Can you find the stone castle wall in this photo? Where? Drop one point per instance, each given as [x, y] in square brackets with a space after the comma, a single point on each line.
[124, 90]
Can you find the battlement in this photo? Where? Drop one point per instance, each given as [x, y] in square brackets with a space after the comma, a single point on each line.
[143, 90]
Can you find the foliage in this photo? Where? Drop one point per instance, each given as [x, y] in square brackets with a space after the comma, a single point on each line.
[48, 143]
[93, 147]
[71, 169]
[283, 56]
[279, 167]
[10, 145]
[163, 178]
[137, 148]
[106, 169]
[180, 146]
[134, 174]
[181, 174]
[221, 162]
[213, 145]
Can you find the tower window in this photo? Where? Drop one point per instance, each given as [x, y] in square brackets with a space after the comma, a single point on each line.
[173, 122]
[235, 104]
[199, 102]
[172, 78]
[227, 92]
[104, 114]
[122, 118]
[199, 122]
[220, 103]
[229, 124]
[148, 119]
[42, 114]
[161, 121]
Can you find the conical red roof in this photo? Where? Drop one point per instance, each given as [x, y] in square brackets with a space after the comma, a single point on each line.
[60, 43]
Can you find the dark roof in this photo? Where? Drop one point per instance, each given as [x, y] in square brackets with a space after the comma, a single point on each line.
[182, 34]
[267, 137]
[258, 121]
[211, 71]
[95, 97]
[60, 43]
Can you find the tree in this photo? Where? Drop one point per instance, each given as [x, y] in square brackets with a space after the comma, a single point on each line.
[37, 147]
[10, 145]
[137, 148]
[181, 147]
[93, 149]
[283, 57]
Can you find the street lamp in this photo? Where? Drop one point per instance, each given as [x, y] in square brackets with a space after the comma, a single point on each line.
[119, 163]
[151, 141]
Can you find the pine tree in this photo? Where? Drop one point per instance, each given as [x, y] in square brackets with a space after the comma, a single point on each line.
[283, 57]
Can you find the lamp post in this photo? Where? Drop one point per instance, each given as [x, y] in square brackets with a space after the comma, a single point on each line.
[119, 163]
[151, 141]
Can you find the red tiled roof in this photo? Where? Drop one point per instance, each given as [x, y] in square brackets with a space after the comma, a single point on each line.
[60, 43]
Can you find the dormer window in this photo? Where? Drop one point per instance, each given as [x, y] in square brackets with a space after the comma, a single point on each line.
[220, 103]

### Problem details:
Only the lines from the one with "Can you find the red" through the final line above should be repeated, each exactly as written.

### Output of the exercise:
Can you find the red tiled roof in this photo? Where? Drop one point per instance, each given as [x, y] in square brackets with a space after the comma, a single point on each line.
[60, 43]
Can you find the dormer window in this photo? Where? Drop one point per instance, each given as [x, y] in square brackets with a space after the comma, a single point on each line.
[220, 103]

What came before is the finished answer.